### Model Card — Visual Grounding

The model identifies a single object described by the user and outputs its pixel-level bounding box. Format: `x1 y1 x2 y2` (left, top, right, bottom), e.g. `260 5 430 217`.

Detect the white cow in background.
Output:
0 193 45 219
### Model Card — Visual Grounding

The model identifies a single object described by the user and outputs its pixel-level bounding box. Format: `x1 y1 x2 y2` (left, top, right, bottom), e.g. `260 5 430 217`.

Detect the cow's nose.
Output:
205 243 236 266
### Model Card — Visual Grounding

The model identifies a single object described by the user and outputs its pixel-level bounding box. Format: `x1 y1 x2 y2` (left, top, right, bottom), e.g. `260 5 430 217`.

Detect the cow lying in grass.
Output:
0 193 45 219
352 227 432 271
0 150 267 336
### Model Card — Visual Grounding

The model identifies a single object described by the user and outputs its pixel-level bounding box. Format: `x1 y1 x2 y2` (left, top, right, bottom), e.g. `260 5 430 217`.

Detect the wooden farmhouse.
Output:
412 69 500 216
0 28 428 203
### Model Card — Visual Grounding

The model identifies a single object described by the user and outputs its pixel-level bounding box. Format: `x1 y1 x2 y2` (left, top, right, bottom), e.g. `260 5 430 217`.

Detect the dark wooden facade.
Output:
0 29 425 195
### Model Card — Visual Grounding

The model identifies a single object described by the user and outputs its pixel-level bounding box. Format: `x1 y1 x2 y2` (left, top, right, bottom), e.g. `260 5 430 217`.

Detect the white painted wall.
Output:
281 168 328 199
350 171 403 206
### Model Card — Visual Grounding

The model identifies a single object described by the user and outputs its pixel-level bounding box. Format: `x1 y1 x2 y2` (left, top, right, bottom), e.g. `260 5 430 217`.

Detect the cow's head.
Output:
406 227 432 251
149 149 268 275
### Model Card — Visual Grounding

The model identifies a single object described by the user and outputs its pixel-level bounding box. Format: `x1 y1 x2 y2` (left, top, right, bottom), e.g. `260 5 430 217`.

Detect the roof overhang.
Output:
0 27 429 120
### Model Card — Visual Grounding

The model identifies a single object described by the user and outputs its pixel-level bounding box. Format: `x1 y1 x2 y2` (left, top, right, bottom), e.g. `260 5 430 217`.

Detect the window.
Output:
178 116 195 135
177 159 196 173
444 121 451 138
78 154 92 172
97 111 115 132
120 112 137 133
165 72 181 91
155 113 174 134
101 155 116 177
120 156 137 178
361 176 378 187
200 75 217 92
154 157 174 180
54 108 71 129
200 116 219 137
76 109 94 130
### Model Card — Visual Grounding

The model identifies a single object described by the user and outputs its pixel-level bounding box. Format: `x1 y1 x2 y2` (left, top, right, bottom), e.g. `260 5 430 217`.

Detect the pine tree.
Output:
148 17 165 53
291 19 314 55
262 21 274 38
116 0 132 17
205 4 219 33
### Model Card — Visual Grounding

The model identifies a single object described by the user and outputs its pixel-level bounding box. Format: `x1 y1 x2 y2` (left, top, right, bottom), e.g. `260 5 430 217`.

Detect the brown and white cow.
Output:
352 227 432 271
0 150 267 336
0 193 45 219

# # # # # # #

- _EXERCISE REQUIREMENTS_
Return every record above exactly as it appears.

- _SOLUTION TO THIS TASK_
### Model Card — Visual Grounding

The model identifies a single object described by the user and outputs its pixel-level bounding box. Format: `x1 y1 x2 y2` (left, top, right, bottom), e.g. `260 5 430 217`.

Detect the white cow in background.
Output:
0 193 45 219
### Model Card — Visual Grounding

The model identifies a single object described by the user and outputs its pixel-level bounding box. Format: `x1 y1 x2 y2` (left, top, right, bottom), e.g. `260 5 430 217`.

Detect the cow's nose.
Output:
205 243 236 266
### Model Card — Visual Grounding

The model identifies a single object described by the user and outputs its pixel-level bounding box. Format: `x1 y1 x2 y2` (left, top, right, bottom), e.g. `260 5 430 217`.

Detect the cow lying in grass.
Output:
0 193 45 219
352 227 432 271
0 150 267 336
### Model Card — Visual Grounding

The model identifies a single object described by the user and outputs its pixel-level bounding box. Format: `x1 y1 x2 y2` (left, top, right, bottom), e.g. `260 5 430 217`.

Detect the wooden farmhouse.
Output:
412 69 500 216
0 28 428 203
### Model Card — Visual Grounding

The model identifies a single object described by the user and outputs its pixel-level bounding box. Format: `x1 y1 x2 y2` (left, top, right, bottom), e.g. `260 5 430 217`.

Detect the dark wooden facade.
Output:
0 29 425 195
### Model Card — Visual Grounding

The model identifies a single object described by the user and outputs its pixel-level bounding box. Format: `x1 y1 x2 y2` (left, top, right, bottom), e.g. `260 5 430 217`.

Detect the white painted wall.
Output:
281 168 328 199
350 171 403 206
### Model Card — Visual Grounding

The model identifies a single object described by the user and outputs its pixel-level bounding box. Format: `x1 y1 x2 y2` (left, top, right, bottom), e.g. `260 5 430 217`.

Detect the cow's head.
Output:
406 227 432 251
149 149 268 275
### Model Card — Visual Grounding

The model identifies a single object described by the user and outputs its pixel-level bounding box. Format: `x1 y1 x2 y2` (left, top, right, bottom), e.g. `260 5 430 217`.

Detect the roof overhang.
Output:
0 27 429 120
### Model Card — Visual Grounding

The model identifies a single object described by the user and outputs its pixel-level bounding box. Format: `x1 y1 x2 y2` (left, top, right, bottom), e.g. `260 5 430 217`.

Detect the window.
Output:
178 116 195 135
177 159 196 173
444 121 451 138
78 154 92 172
97 111 115 132
120 112 137 133
165 72 181 91
155 113 174 134
101 155 116 177
120 156 137 178
361 176 378 187
200 75 217 92
154 157 174 180
54 108 71 129
200 116 219 137
76 109 94 130
### Model Card — Visual Grounding

The model identifies a single object described by the user and outputs its pixel-level bounding box. Format: `x1 y1 x2 y2` (left, top, right, bottom), e.g. `260 5 430 217`.

Detect the pine tree.
Output:
148 17 165 53
291 19 314 55
262 21 274 38
116 0 132 17
205 4 219 33
### Model Card — Visual Grounding

The model identifies a single object described by the user and outputs its pixel-level bounding box. Format: `x1 y1 x2 y2` (left, top, right, bottom), e.g. `260 5 430 217`.

Detect the brown and white cow.
Output:
352 227 432 271
0 150 267 336
0 193 45 219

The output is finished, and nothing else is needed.